[Given data Boundary: Start]
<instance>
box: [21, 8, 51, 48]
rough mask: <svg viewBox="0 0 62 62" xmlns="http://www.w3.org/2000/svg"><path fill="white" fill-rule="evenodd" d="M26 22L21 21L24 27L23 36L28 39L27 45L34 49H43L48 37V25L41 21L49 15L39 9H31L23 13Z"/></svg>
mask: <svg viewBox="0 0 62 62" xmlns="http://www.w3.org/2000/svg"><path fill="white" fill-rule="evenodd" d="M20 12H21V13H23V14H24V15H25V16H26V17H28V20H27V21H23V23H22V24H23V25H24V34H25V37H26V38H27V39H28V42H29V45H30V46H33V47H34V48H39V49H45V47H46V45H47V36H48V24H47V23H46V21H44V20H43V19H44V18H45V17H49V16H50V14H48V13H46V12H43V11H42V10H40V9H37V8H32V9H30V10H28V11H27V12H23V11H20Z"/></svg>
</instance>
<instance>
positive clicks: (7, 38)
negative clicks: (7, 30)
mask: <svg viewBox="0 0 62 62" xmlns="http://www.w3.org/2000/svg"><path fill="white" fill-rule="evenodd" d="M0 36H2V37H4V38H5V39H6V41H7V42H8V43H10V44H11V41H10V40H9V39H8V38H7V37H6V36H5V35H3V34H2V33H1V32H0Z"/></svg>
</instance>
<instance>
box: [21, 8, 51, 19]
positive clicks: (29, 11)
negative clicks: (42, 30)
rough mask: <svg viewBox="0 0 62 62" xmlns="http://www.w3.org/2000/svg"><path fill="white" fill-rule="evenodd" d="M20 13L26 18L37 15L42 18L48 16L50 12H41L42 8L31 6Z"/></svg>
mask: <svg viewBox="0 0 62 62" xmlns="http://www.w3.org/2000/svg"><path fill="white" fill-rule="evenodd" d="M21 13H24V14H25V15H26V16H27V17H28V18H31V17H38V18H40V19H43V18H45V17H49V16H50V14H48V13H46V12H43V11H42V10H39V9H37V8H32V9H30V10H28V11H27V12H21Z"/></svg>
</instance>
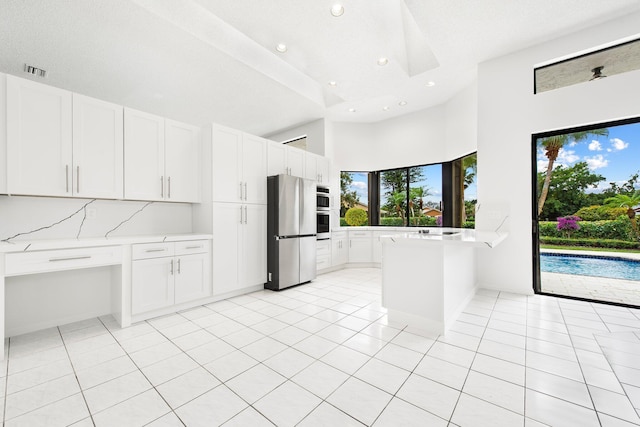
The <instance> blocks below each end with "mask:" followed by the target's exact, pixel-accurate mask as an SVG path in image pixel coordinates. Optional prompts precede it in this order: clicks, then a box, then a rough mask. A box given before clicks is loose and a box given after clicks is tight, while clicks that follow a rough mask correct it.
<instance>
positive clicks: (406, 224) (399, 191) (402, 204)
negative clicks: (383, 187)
mask: <svg viewBox="0 0 640 427" xmlns="http://www.w3.org/2000/svg"><path fill="white" fill-rule="evenodd" d="M406 197H407V193H404V192H402V191H397V192H395V193H393V194H392V195H391V200H392V201H393V206H394V208H395V210H396V212H397V213H398V214H399V215H400V218H402V225H403V226H405V225H407V221H406V219H405V218H404V209H403V206H402V205H403V203H404V202H405V200H406Z"/></svg>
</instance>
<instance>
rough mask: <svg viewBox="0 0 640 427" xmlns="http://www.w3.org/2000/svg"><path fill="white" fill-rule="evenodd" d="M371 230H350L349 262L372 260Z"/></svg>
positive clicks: (372, 253) (371, 241)
mask: <svg viewBox="0 0 640 427" xmlns="http://www.w3.org/2000/svg"><path fill="white" fill-rule="evenodd" d="M371 243H372V240H371V231H366V230H363V231H359V230H358V231H354V230H349V262H371V260H372V255H373V252H372V248H371Z"/></svg>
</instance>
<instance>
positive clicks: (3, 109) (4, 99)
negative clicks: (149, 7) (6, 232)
mask: <svg viewBox="0 0 640 427" xmlns="http://www.w3.org/2000/svg"><path fill="white" fill-rule="evenodd" d="M6 108H7V75H6V74H3V73H0V129H6V128H7V109H6ZM6 193H7V133H6V132H0V194H6Z"/></svg>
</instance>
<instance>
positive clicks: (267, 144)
mask: <svg viewBox="0 0 640 427" xmlns="http://www.w3.org/2000/svg"><path fill="white" fill-rule="evenodd" d="M267 166H268V169H267V174H268V175H269V176H271V175H280V174H284V175H292V176H300V177H304V151H302V150H300V149H297V148H293V147H289V146H287V145H286V144H282V143H279V142H274V141H267Z"/></svg>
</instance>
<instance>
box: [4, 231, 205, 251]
mask: <svg viewBox="0 0 640 427" xmlns="http://www.w3.org/2000/svg"><path fill="white" fill-rule="evenodd" d="M211 238H212V236H211V235H210V234H167V235H153V236H119V237H94V238H86V239H49V240H20V241H17V242H0V253H11V252H25V251H42V250H52V249H70V248H90V247H99V246H118V245H132V244H137V243H162V242H177V241H184V240H203V239H211Z"/></svg>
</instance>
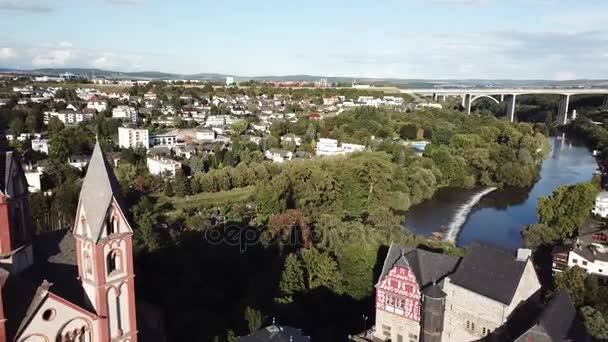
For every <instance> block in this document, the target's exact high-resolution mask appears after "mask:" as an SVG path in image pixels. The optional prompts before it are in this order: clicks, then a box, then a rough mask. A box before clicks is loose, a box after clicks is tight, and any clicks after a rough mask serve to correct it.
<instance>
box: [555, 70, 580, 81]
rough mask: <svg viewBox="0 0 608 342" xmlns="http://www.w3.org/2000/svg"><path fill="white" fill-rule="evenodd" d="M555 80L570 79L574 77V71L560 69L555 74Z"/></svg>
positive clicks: (574, 74)
mask: <svg viewBox="0 0 608 342" xmlns="http://www.w3.org/2000/svg"><path fill="white" fill-rule="evenodd" d="M554 79H555V80H556V81H571V80H575V79H576V73H574V72H571V71H562V72H558V73H557V74H555V77H554Z"/></svg>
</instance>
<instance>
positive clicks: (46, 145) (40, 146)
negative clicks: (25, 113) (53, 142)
mask: <svg viewBox="0 0 608 342" xmlns="http://www.w3.org/2000/svg"><path fill="white" fill-rule="evenodd" d="M32 150H34V151H38V152H41V153H44V154H49V141H48V139H32Z"/></svg>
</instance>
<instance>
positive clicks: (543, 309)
mask: <svg viewBox="0 0 608 342" xmlns="http://www.w3.org/2000/svg"><path fill="white" fill-rule="evenodd" d="M503 340H504V339H503ZM510 340H512V339H510ZM514 341H515V342H536V341H538V342H565V341H576V342H585V341H591V338H590V336H589V334H588V333H587V331H586V329H585V326H584V325H583V323H582V322H581V321H580V319H579V317H578V316H577V313H576V308H575V307H574V304H573V303H572V299H570V296H569V295H568V292H567V291H566V290H564V289H562V290H560V291H559V292H558V293H557V294H556V295H555V296H554V297H553V298H552V299H551V301H549V303H548V304H547V305H546V306H545V308H544V309H543V310H542V312H541V313H540V315H539V316H538V318H537V319H536V320H534V321H533V322H532V324H531V326H530V327H529V328H528V329H527V330H525V331H524V332H523V333H522V334H521V335H520V336H518V337H517V338H516V339H515V340H514Z"/></svg>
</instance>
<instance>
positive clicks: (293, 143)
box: [281, 133, 302, 146]
mask: <svg viewBox="0 0 608 342" xmlns="http://www.w3.org/2000/svg"><path fill="white" fill-rule="evenodd" d="M281 142H286V143H291V144H295V145H296V146H300V145H301V144H302V138H300V137H299V136H297V135H295V134H293V133H289V134H285V135H284V136H282V137H281Z"/></svg>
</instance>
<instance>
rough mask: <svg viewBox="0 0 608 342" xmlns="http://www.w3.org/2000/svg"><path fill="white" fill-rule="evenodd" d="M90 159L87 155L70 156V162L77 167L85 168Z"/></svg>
mask: <svg viewBox="0 0 608 342" xmlns="http://www.w3.org/2000/svg"><path fill="white" fill-rule="evenodd" d="M90 160H91V158H90V157H89V156H87V155H83V154H77V155H73V156H70V157H69V158H68V164H70V166H72V167H75V168H77V169H81V170H84V168H85V167H86V166H87V165H88V164H89V161H90Z"/></svg>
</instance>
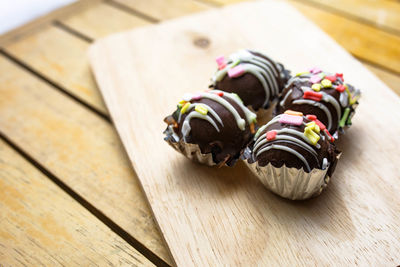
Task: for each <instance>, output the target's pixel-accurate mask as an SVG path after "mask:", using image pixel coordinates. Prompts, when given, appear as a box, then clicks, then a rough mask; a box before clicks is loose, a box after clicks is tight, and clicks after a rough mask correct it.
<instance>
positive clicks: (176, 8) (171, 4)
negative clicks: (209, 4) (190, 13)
mask: <svg viewBox="0 0 400 267" xmlns="http://www.w3.org/2000/svg"><path fill="white" fill-rule="evenodd" d="M114 1H115V2H118V3H121V4H122V5H126V6H128V7H130V8H132V9H133V10H136V11H138V12H140V13H143V14H145V15H147V16H150V17H153V18H155V19H157V20H165V19H171V18H175V17H179V16H183V15H188V14H190V13H194V12H199V11H204V10H206V9H208V6H207V5H205V4H203V3H201V2H195V1H180V0H146V1H141V0H114Z"/></svg>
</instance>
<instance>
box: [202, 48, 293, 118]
mask: <svg viewBox="0 0 400 267" xmlns="http://www.w3.org/2000/svg"><path fill="white" fill-rule="evenodd" d="M216 61H217V64H218V71H217V72H216V73H215V74H214V76H213V77H212V84H211V85H210V87H211V88H215V89H219V90H222V91H226V92H233V93H236V94H237V95H239V97H240V98H241V99H242V100H243V103H244V104H245V106H250V107H251V108H252V109H253V110H255V111H257V110H259V109H260V108H263V109H267V108H268V107H269V105H270V103H271V101H273V100H275V99H276V98H277V97H278V95H279V94H280V92H281V91H282V90H283V87H284V85H285V83H286V82H287V80H288V79H289V77H290V76H289V71H287V70H285V69H284V67H283V65H282V64H280V63H276V62H275V61H273V60H272V59H270V58H269V57H267V56H265V55H263V54H261V53H259V52H254V51H250V50H240V51H238V52H236V53H234V54H232V55H230V56H229V59H228V60H225V58H224V57H223V56H220V57H218V58H217V59H216Z"/></svg>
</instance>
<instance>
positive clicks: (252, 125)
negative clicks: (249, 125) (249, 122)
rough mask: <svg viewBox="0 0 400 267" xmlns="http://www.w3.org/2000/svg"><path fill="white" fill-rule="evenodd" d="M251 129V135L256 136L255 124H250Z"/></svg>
mask: <svg viewBox="0 0 400 267" xmlns="http://www.w3.org/2000/svg"><path fill="white" fill-rule="evenodd" d="M249 128H250V133H251V134H254V133H255V132H256V127H255V125H254V123H250V126H249Z"/></svg>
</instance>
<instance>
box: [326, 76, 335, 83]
mask: <svg viewBox="0 0 400 267" xmlns="http://www.w3.org/2000/svg"><path fill="white" fill-rule="evenodd" d="M325 79H327V80H330V81H331V82H334V81H336V76H335V75H329V76H325Z"/></svg>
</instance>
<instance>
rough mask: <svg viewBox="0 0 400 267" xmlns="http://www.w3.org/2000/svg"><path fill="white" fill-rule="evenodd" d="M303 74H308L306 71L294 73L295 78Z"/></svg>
mask: <svg viewBox="0 0 400 267" xmlns="http://www.w3.org/2000/svg"><path fill="white" fill-rule="evenodd" d="M304 74H309V72H308V71H303V72H298V73H296V76H301V75H304Z"/></svg>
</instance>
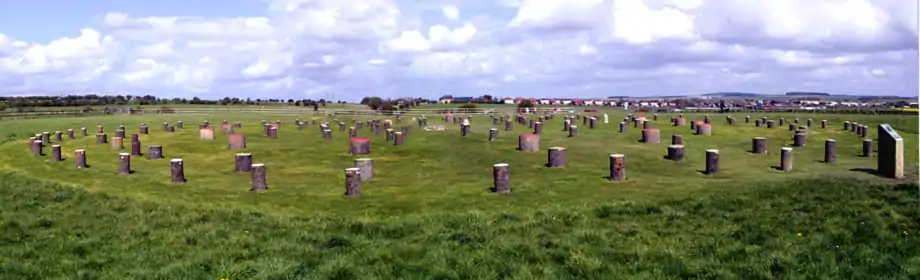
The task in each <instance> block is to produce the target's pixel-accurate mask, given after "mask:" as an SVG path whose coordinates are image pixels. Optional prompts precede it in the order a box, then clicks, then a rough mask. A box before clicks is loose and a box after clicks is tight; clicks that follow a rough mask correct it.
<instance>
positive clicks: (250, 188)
mask: <svg viewBox="0 0 920 280" xmlns="http://www.w3.org/2000/svg"><path fill="white" fill-rule="evenodd" d="M265 173H266V170H265V164H262V163H254V164H252V165H250V171H249V174H250V175H251V176H250V177H251V180H252V187H251V188H250V189H249V190H250V191H252V192H264V191H266V190H268V182H267V181H266V179H265Z"/></svg>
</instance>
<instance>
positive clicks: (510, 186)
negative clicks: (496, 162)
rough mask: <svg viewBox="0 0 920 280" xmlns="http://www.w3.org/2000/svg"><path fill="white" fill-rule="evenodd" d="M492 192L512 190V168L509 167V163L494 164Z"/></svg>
mask: <svg viewBox="0 0 920 280" xmlns="http://www.w3.org/2000/svg"><path fill="white" fill-rule="evenodd" d="M492 192H495V193H509V192H511V170H510V169H509V168H508V164H507V163H496V164H493V165H492Z"/></svg>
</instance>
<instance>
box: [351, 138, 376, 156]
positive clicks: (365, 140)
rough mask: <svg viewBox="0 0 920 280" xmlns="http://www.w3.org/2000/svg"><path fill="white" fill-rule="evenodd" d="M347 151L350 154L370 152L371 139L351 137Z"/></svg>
mask: <svg viewBox="0 0 920 280" xmlns="http://www.w3.org/2000/svg"><path fill="white" fill-rule="evenodd" d="M349 143H350V145H349V151H350V152H351V154H352V155H367V154H370V153H371V139H368V138H351V140H350V141H349Z"/></svg>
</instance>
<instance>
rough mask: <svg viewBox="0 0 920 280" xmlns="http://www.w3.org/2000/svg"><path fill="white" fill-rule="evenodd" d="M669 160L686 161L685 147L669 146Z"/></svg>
mask: <svg viewBox="0 0 920 280" xmlns="http://www.w3.org/2000/svg"><path fill="white" fill-rule="evenodd" d="M668 159H669V160H673V161H681V160H684V145H680V144H676V145H668Z"/></svg>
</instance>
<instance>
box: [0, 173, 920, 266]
mask: <svg viewBox="0 0 920 280" xmlns="http://www.w3.org/2000/svg"><path fill="white" fill-rule="evenodd" d="M738 187H739V188H745V189H746V193H745V194H737V193H732V194H721V195H720V194H715V195H711V196H707V197H699V198H684V199H668V200H661V201H658V202H636V203H618V204H609V203H608V204H603V205H594V206H587V207H583V206H577V205H570V206H565V205H556V206H552V207H547V208H545V209H540V210H534V211H518V212H506V211H503V210H501V209H495V210H494V211H476V212H454V213H447V212H440V213H433V214H429V215H415V216H411V217H390V218H380V219H375V220H360V219H352V218H349V217H340V218H328V217H325V218H316V217H311V216H299V217H280V216H275V215H272V214H266V213H262V212H258V211H241V210H232V209H226V210H223V209H208V208H202V207H196V206H189V205H178V204H157V203H152V202H147V201H136V200H132V199H127V198H121V197H114V196H110V195H106V194H101V193H89V192H86V191H83V190H80V189H74V188H68V187H61V186H59V185H56V184H53V183H46V182H39V181H35V180H33V179H30V178H27V177H25V176H21V175H15V174H0V227H2V228H0V252H2V253H0V275H3V278H4V279H76V278H80V279H219V278H221V277H229V278H230V279H357V278H361V279H497V278H506V279H623V278H630V279H675V278H680V279H687V278H704V279H713V278H720V279H775V278H789V279H795V278H812V279H816V278H823V279H916V278H917V277H920V238H918V236H920V210H918V209H920V203H918V200H917V195H918V194H917V185H916V184H901V185H894V184H884V183H867V182H858V181H854V180H848V179H825V180H807V181H797V182H787V183H784V184H780V185H770V186H765V185H738ZM304 203H309V202H304Z"/></svg>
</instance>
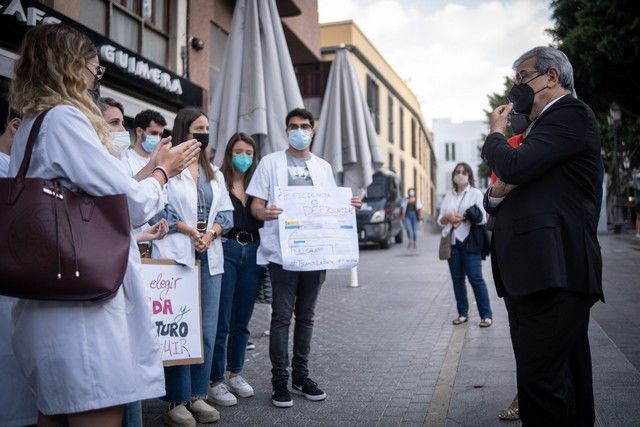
[Given data Boundary: End]
#### About this task
Pull out each line of the entries above containing the word "that".

#### Answer
The <instance> blocks below each end with "mask:" followed by the target's exact, pixel-accurate mask as an SVG path in image pixel coordinates. Optional prompts precede it in this order: clicks, then a box, then a rough mask. A box given before clicks is loose and a box given after clicks is tight, while clicks that follow a rough mask correct it.
The task in each <instance> block is to produce the target's pixel-accurate mask, given after "mask:" as an SVG path whose coordinates are image pixels. Optional prompts precede it in the order a box, then clicks, then a rough mask. A box before clicks is loose and a box after clicks is tight; clicks that follow a rough mask correct it.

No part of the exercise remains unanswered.